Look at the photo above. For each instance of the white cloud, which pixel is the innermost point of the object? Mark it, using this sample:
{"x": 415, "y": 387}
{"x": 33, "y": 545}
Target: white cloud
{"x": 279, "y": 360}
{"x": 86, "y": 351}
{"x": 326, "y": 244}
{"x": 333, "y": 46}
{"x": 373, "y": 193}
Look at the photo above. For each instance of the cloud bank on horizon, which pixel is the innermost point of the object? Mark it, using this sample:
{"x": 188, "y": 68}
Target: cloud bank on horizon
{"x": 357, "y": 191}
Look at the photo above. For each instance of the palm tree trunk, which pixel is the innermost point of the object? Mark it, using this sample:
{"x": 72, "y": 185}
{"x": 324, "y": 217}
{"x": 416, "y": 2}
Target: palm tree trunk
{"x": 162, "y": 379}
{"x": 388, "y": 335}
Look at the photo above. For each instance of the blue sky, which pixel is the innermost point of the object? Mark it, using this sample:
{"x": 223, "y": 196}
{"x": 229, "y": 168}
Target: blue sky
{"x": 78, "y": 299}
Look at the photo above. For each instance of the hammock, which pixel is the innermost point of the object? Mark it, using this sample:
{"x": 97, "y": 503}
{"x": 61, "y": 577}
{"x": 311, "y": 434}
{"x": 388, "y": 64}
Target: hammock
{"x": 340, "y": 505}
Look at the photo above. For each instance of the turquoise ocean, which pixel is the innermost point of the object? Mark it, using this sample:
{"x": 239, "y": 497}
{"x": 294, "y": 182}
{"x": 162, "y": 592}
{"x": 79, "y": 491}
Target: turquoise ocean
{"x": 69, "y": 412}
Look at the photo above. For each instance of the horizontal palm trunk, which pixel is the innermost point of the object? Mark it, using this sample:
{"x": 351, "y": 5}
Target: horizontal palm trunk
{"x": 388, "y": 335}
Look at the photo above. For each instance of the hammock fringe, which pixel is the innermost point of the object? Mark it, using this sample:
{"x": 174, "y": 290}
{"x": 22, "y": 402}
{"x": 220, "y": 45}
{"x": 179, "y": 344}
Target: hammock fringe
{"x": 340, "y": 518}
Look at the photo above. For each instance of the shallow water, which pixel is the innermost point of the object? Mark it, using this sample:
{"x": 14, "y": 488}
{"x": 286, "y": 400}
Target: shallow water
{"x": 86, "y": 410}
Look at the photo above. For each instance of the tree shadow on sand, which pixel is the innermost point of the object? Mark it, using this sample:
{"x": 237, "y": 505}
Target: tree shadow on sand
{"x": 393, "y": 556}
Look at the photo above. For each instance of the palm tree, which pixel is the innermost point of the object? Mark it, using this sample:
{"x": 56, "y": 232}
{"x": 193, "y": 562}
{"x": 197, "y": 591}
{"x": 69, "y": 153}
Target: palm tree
-=-=-=-=-
*Goal*.
Can you reproduce all of the data above, swapping "innermost point" for "central point" and leaving everything else unchanged?

*Complete answer*.
Look at the photo above. For each instance of the white cloud, which pixel is the central point of the object? Mark it, using this sample:
{"x": 415, "y": 387}
{"x": 33, "y": 545}
Target: white cloud
{"x": 279, "y": 360}
{"x": 86, "y": 351}
{"x": 326, "y": 244}
{"x": 333, "y": 46}
{"x": 373, "y": 193}
Look at the photo above. For each instance of the cloud bank on horizon, which pixel is the central point of the object? Mark it, using this sample:
{"x": 188, "y": 68}
Target: cloud bank on horizon
{"x": 357, "y": 191}
Look at the photo above. For each instance of the palm tree trunk, which pixel is the central point of the object? Mark it, using this sample:
{"x": 72, "y": 185}
{"x": 324, "y": 217}
{"x": 416, "y": 2}
Target: palm tree trunk
{"x": 162, "y": 379}
{"x": 388, "y": 335}
Look at the photo above. For each instance of the blue sky, which pixel is the central point of the object? Mark it, using this sample:
{"x": 223, "y": 196}
{"x": 229, "y": 168}
Target: blue sky
{"x": 78, "y": 299}
Look at the photo above. For each instance of the hammock, which pixel is the central point of the object? Mark it, using this sample:
{"x": 97, "y": 503}
{"x": 61, "y": 577}
{"x": 311, "y": 434}
{"x": 388, "y": 64}
Target: hammock
{"x": 340, "y": 505}
Look at the photo above. For each instance of the turquoise ocean, which pixel is the central point of the object? Mark it, using this sample:
{"x": 239, "y": 497}
{"x": 294, "y": 182}
{"x": 162, "y": 592}
{"x": 79, "y": 491}
Target: turquoise ocean
{"x": 69, "y": 412}
Look at the photo above. For each instance of the horizontal palm trunk, which pixel is the central point of the object? Mark it, using this sample:
{"x": 351, "y": 5}
Target: horizontal palm trunk
{"x": 388, "y": 335}
Look at the photo above. For each instance of the hammock fringe, which pixel is the central point of the object? Mark it, using this sample:
{"x": 174, "y": 290}
{"x": 22, "y": 402}
{"x": 220, "y": 45}
{"x": 179, "y": 344}
Target: hammock fringe
{"x": 340, "y": 518}
Look at the photo above. For each instance of the shallow water, which pixel is the central point of the object? Mark it, using this sample:
{"x": 14, "y": 488}
{"x": 286, "y": 400}
Target: shallow water
{"x": 86, "y": 410}
Look at the photo above. For each instance of the tree shadow on sand, which pixel is the central point of the object? Mark it, using this sample:
{"x": 237, "y": 505}
Target: tree shadow on sand
{"x": 393, "y": 556}
Look at the photo above. For each instance of the palm tree, which pixel is the central point of the object? Mark it, using this sample:
{"x": 56, "y": 232}
{"x": 193, "y": 562}
{"x": 197, "y": 591}
{"x": 69, "y": 153}
Target: palm tree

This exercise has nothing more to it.